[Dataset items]

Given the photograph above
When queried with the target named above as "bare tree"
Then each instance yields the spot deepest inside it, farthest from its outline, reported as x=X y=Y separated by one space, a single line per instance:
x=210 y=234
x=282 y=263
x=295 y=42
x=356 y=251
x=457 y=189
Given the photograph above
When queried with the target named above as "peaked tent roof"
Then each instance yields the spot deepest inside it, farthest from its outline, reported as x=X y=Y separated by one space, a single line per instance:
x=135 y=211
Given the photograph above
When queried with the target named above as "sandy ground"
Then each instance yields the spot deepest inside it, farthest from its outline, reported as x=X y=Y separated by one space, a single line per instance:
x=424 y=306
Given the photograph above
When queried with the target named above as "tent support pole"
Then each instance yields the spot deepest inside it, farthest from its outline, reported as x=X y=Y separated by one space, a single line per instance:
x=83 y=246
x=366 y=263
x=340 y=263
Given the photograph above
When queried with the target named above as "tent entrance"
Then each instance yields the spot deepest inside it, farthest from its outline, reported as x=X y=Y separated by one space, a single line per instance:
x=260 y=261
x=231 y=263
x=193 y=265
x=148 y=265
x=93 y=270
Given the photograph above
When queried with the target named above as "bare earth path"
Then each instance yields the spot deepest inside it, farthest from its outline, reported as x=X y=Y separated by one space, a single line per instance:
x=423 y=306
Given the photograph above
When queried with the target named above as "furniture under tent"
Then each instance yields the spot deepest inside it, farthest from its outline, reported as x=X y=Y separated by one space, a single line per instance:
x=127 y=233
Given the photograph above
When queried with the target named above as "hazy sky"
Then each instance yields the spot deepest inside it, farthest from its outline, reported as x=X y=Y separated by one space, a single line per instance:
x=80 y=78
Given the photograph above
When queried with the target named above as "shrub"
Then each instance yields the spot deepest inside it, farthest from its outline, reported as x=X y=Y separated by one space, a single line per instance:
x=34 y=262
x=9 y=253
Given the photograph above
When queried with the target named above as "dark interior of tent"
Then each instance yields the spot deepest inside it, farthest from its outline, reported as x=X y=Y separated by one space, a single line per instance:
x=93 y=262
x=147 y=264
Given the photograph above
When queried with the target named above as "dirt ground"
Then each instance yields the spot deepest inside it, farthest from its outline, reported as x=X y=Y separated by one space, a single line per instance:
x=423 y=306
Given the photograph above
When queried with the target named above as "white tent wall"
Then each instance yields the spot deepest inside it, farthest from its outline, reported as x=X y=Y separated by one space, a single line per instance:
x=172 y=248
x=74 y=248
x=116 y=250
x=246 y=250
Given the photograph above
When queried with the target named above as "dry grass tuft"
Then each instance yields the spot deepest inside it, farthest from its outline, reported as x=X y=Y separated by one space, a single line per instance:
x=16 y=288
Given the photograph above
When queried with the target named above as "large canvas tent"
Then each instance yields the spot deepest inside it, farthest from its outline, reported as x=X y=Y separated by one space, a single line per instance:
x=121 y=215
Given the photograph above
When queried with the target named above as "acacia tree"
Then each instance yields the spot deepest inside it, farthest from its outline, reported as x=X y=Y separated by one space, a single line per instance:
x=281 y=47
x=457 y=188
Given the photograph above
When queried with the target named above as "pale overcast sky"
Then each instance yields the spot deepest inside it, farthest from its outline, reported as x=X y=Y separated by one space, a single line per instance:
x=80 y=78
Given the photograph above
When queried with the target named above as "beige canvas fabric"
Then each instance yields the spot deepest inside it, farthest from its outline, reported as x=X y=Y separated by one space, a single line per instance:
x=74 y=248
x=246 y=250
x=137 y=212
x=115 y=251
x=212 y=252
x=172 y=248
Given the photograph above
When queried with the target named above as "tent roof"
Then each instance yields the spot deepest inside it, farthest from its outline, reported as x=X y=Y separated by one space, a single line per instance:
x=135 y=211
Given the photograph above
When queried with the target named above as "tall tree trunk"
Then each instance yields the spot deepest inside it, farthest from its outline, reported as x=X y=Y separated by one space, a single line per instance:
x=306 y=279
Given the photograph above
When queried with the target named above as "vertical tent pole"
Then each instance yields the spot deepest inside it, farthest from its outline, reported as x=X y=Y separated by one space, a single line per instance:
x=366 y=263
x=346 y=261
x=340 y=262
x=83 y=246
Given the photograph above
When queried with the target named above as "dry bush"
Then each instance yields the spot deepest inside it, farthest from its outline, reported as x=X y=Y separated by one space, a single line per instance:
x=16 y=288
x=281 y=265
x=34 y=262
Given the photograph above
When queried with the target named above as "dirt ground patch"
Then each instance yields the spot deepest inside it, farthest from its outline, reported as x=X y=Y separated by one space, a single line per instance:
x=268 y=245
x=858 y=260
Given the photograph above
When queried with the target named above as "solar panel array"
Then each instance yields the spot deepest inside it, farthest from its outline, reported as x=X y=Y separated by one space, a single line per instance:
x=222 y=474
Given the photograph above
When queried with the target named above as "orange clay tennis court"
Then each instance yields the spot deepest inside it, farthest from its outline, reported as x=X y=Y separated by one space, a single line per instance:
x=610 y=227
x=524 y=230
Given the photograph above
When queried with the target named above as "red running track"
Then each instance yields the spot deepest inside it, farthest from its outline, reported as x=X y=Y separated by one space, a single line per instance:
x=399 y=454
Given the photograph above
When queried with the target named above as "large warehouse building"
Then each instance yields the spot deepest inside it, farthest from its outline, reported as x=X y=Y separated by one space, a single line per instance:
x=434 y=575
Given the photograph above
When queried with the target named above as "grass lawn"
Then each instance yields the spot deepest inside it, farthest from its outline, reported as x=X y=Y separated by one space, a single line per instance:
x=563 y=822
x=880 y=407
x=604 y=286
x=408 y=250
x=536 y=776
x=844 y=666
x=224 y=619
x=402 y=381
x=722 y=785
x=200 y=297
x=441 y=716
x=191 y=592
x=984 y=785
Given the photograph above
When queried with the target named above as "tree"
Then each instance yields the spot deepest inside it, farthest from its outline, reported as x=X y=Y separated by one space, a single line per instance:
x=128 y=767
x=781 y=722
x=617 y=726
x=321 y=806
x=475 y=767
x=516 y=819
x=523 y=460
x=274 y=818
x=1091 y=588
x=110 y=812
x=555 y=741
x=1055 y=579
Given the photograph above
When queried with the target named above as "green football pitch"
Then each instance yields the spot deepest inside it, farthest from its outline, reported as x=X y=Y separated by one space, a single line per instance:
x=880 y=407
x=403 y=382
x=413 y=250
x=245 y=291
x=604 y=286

#### [What needs to be done]
Count the lines in the rows above that contain the word "ground". Reply with the number alone.

#### [Solved problem]
3